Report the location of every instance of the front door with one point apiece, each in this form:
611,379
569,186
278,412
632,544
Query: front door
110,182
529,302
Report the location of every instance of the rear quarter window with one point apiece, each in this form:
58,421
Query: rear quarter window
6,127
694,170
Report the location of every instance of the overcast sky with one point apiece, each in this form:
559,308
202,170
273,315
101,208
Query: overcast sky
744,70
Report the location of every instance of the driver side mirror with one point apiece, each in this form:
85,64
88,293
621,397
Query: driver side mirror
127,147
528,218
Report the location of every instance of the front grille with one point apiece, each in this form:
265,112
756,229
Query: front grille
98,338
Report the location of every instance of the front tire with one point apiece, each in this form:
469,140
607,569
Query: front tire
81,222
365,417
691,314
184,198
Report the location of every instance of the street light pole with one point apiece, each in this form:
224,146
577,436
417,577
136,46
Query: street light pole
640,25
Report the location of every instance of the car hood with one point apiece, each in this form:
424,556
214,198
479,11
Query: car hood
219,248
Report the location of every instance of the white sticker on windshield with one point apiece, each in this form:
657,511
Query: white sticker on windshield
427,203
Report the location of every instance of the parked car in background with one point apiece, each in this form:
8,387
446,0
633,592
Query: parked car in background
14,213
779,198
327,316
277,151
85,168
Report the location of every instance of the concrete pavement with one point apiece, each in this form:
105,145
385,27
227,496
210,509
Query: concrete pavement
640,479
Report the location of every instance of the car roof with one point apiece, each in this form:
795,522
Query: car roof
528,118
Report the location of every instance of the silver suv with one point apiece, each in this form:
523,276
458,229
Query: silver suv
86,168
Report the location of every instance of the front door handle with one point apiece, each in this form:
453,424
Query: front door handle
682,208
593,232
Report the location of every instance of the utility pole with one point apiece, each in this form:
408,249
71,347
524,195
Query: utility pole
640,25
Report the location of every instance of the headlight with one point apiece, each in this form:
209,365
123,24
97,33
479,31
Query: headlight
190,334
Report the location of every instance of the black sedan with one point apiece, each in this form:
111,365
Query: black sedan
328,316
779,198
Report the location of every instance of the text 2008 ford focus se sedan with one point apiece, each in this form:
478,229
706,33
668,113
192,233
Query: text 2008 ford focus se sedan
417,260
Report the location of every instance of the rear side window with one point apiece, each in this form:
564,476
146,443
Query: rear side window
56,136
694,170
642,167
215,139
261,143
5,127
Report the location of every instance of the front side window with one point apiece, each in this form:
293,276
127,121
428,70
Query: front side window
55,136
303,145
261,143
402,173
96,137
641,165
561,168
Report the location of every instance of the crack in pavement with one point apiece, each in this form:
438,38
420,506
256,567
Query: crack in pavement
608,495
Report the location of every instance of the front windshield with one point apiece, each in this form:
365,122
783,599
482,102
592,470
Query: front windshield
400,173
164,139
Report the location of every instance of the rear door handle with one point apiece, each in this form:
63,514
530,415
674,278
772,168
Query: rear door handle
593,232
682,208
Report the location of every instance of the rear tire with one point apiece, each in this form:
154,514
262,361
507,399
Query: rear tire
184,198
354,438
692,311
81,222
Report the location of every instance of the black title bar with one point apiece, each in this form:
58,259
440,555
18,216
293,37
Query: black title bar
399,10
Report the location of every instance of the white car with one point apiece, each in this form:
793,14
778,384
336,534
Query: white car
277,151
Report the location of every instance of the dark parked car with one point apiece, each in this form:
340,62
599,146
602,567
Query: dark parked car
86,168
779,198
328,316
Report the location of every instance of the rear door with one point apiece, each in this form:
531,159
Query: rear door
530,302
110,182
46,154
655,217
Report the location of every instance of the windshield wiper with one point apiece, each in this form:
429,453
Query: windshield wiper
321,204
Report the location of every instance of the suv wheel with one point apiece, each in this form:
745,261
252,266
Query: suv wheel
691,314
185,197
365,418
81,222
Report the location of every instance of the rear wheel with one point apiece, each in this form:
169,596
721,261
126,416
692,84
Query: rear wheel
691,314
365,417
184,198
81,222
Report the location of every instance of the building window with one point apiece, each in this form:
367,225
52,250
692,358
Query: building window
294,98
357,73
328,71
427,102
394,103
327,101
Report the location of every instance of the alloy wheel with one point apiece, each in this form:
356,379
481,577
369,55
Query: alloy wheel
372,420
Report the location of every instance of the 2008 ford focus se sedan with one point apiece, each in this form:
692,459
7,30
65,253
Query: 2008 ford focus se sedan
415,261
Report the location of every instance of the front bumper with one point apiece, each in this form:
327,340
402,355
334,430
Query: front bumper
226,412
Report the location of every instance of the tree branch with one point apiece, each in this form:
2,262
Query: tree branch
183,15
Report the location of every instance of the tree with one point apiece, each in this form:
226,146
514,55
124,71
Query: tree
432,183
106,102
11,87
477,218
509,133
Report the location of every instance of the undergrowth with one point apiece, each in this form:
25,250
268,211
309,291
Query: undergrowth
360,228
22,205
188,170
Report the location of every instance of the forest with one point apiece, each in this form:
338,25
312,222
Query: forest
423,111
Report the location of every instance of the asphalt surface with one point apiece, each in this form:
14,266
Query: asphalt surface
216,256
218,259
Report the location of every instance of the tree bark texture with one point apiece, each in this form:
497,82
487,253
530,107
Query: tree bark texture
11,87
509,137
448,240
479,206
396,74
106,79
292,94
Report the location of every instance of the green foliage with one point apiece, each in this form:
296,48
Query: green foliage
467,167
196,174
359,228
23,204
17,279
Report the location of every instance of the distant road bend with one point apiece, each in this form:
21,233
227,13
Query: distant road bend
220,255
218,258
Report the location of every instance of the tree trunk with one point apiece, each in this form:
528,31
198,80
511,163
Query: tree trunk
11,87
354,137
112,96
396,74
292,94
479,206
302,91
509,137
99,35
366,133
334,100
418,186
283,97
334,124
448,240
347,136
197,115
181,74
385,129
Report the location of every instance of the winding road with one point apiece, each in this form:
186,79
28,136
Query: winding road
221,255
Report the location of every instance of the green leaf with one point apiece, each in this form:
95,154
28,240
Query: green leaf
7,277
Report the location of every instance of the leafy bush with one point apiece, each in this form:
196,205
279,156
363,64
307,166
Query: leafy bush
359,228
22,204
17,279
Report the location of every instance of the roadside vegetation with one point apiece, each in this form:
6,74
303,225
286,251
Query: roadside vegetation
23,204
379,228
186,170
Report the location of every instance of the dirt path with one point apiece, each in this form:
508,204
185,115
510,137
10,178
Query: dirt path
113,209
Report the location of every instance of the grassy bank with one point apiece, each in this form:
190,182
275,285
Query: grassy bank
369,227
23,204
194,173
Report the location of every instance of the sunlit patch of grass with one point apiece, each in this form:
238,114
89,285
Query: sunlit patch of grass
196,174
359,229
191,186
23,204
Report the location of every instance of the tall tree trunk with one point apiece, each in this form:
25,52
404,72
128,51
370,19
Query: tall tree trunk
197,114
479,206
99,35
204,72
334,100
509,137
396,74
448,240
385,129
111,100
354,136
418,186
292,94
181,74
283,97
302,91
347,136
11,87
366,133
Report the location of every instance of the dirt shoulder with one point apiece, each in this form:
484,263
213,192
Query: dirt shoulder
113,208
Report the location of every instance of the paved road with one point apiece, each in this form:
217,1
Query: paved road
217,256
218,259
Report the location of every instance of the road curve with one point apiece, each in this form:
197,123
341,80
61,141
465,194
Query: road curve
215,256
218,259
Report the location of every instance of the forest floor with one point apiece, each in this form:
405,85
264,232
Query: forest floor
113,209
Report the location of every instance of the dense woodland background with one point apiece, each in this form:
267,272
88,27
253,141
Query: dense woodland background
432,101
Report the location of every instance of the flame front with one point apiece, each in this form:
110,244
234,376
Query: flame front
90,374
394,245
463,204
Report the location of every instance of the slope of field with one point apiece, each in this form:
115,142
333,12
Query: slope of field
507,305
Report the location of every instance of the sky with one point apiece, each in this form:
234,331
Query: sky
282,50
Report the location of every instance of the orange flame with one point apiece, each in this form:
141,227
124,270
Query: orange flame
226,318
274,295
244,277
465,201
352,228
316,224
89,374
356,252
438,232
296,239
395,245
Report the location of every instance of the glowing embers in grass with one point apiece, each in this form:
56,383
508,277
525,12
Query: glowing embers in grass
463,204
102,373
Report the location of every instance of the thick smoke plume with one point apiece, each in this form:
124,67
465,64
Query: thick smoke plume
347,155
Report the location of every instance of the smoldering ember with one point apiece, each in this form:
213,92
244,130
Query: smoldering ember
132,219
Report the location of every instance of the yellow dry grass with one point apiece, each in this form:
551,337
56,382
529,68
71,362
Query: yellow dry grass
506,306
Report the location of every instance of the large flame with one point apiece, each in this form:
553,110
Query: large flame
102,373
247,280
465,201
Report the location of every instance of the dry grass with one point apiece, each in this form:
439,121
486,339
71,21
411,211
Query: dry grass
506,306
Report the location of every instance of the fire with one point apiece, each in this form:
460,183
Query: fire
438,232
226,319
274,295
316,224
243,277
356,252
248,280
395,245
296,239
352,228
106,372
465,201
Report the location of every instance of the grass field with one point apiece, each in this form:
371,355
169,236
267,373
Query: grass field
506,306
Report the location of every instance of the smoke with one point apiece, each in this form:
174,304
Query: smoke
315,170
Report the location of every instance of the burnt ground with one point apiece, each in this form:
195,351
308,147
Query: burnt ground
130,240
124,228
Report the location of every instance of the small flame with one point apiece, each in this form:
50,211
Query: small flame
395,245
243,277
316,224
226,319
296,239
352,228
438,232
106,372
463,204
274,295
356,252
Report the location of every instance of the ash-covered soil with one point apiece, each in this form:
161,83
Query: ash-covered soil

- Short task -
All lines from the one containing "Report the location of every instance of the yellow" through the final line of the listing above are to be reproduced exactly; include both and add nothing.

- Task result -
Report the location of every instance of the yellow dry grass with one point apiece, each in this form:
551,337
56,382
529,68
71,362
Query: yellow dry grass
506,306
Report the location of every instance of the large flame with one point apiece, each in this form:
553,110
Query: large flame
102,373
247,280
465,201
Report the location of every instance of the dry grass with one point apiece, each in this form:
439,121
486,339
71,21
411,211
Query: dry grass
506,306
Report the location of every instance of the fire with one point apiece, each in this form:
460,183
Query: fire
438,232
226,319
274,295
316,224
243,277
356,252
248,280
395,245
296,239
352,228
106,372
465,201
Report the location of every instance of the grass field with one point apiece, each in this form:
371,355
169,236
267,373
Query: grass field
506,306
Report the location of every instance of the smoke with one point apiece, each in this form:
174,304
Query: smoke
315,170
Report the location of every instance of the burnt ground with one point apiece, each in this form:
195,351
308,147
Query: burnt ground
130,240
124,228
Report the location of every instance of the small flame with one point apiece, each in this form:
50,211
Query: small flame
395,245
243,277
316,224
226,319
296,239
352,228
438,232
106,372
463,204
274,295
356,252
Report the location of every instance of the ash-covered soil with one point apiece, each in this form:
161,83
Query: ash-covered soil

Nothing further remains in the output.